EXERCISE DIRECTIONS: Type out all the records once more, exactly.

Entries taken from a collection
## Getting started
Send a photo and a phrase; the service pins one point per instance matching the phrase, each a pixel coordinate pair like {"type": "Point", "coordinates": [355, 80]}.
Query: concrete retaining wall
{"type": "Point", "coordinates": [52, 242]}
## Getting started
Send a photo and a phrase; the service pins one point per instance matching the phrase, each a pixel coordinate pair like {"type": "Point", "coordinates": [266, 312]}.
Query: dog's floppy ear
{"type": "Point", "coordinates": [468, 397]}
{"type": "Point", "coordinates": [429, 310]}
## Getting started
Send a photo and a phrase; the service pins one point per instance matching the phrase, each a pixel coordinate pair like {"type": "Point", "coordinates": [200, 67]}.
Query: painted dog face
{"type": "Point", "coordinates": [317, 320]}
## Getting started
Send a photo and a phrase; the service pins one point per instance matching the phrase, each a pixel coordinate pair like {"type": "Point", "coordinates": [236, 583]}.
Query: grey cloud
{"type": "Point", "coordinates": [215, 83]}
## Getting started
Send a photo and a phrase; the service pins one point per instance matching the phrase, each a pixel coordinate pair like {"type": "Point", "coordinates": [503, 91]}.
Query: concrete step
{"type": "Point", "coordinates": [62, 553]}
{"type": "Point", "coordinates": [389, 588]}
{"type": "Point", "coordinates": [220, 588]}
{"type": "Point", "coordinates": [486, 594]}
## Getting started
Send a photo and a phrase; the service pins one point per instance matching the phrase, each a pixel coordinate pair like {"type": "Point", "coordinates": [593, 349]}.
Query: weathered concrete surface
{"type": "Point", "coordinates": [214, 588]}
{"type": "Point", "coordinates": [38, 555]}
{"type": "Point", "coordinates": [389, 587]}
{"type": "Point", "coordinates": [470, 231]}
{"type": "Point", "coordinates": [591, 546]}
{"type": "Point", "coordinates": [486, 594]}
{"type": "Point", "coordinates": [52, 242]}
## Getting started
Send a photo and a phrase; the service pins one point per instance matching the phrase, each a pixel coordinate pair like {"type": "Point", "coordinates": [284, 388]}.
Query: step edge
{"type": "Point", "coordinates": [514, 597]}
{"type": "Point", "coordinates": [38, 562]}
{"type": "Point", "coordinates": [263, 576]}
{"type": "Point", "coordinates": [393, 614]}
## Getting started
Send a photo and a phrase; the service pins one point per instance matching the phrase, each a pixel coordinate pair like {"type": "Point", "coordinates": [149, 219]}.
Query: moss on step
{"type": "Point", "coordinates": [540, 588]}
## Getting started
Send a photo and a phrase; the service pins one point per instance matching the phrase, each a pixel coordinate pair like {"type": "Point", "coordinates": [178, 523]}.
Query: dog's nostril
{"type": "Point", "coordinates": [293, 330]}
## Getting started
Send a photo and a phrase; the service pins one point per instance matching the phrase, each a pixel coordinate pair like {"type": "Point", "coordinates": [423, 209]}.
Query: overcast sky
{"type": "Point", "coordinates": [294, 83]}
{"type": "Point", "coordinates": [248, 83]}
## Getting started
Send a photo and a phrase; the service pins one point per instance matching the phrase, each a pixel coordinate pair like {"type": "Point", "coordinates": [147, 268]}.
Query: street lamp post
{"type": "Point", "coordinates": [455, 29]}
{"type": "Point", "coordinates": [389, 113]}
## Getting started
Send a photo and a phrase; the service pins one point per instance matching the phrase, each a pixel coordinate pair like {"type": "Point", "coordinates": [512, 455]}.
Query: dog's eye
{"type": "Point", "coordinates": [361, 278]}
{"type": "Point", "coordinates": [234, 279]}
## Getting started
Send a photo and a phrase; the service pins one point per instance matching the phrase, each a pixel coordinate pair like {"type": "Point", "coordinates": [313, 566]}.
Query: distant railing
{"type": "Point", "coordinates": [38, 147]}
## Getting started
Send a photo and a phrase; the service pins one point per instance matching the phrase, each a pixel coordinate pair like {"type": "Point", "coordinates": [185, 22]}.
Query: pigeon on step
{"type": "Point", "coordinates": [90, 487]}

PROBLEM SOLUTION:
## Getting started
Send a photo and a phrase; the service pins one point per instance matching the phrase, each a pixel coordinate pair like {"type": "Point", "coordinates": [355, 80]}.
Query: concrete retaining wall
{"type": "Point", "coordinates": [52, 242]}
## Getting started
Send a photo and a phrase; the service pins one point per instance matching the phrase, each a pixel coordinate pair like {"type": "Point", "coordinates": [266, 312]}.
Query: dog's floppy ear
{"type": "Point", "coordinates": [468, 397]}
{"type": "Point", "coordinates": [429, 310]}
## Getting started
Send a photo and a phrase; the service pins one point per instance matching the phrase, each a pixel coordinate pair like {"type": "Point", "coordinates": [200, 67]}.
Query: painted dog face
{"type": "Point", "coordinates": [317, 320]}
## Getting started
Send a photo and a phrase; the service pins one point per instance matching the phrase, each a pixel coordinate pair like {"type": "Point", "coordinates": [236, 583]}.
Query: grey cloud
{"type": "Point", "coordinates": [215, 83]}
## Getting started
Send a photo and a phrase; the service pins one point per instance matching the phrase, each a pixel coordinate pair like {"type": "Point", "coordinates": [503, 91]}.
Query: concrete step
{"type": "Point", "coordinates": [62, 553]}
{"type": "Point", "coordinates": [389, 588]}
{"type": "Point", "coordinates": [220, 588]}
{"type": "Point", "coordinates": [486, 594]}
## Getting started
Send a photo and a phrase; the service pins one point per instance matching the phrase, each a pixel coordinate pair like {"type": "Point", "coordinates": [593, 349]}.
Query: weathered concrete surface
{"type": "Point", "coordinates": [214, 588]}
{"type": "Point", "coordinates": [38, 555]}
{"type": "Point", "coordinates": [389, 587]}
{"type": "Point", "coordinates": [470, 231]}
{"type": "Point", "coordinates": [591, 546]}
{"type": "Point", "coordinates": [486, 594]}
{"type": "Point", "coordinates": [52, 242]}
## Getting started
Send a photo and a phrase; the service pins one point per instance matching the phrase, each a pixel coordinate pair like {"type": "Point", "coordinates": [284, 388]}.
Query: step edge
{"type": "Point", "coordinates": [514, 597]}
{"type": "Point", "coordinates": [38, 562]}
{"type": "Point", "coordinates": [263, 576]}
{"type": "Point", "coordinates": [393, 614]}
## Getting started
Send a photo and a phrase; the service pins one point per instance matching the phrase, each a pixel coordinate pair like {"type": "Point", "coordinates": [149, 219]}.
Query: moss on step
{"type": "Point", "coordinates": [540, 588]}
## Getting started
Send a photo and a phrase; the service pins one point per instance matching the phrase, each a pixel coordinate pair like {"type": "Point", "coordinates": [178, 523]}.
Query: dog's nostril
{"type": "Point", "coordinates": [293, 330]}
## Getting started
Send a photo and a phrase; the service pins one point per instance matching the phrase, each a pixel coordinate pair like {"type": "Point", "coordinates": [423, 209]}.
Query: overcast sky
{"type": "Point", "coordinates": [294, 83]}
{"type": "Point", "coordinates": [248, 83]}
## Getting started
Send a photo and a phrase; the service pins one point per instance matching the phrase, each a pixel coordinate pair like {"type": "Point", "coordinates": [147, 268]}.
Query: street lamp post
{"type": "Point", "coordinates": [455, 29]}
{"type": "Point", "coordinates": [389, 113]}
## Getting started
Send a photo and a phrase; the service pins one point per instance matching the phrase, each a pixel coordinate pair like {"type": "Point", "coordinates": [512, 455]}.
Query: dog's eye
{"type": "Point", "coordinates": [361, 278]}
{"type": "Point", "coordinates": [234, 279]}
## Getting started
Send a photo and a phrase; the service pins one point per instance matching the phrase, each a pixel coordinate pair like {"type": "Point", "coordinates": [313, 566]}.
Query: distant railing
{"type": "Point", "coordinates": [38, 147]}
## Getting started
Send a photo and a phrase; the service pins one point per instance matching the phrase, each a pixel coordinate pair like {"type": "Point", "coordinates": [185, 22]}.
Query: pigeon on step
{"type": "Point", "coordinates": [90, 487]}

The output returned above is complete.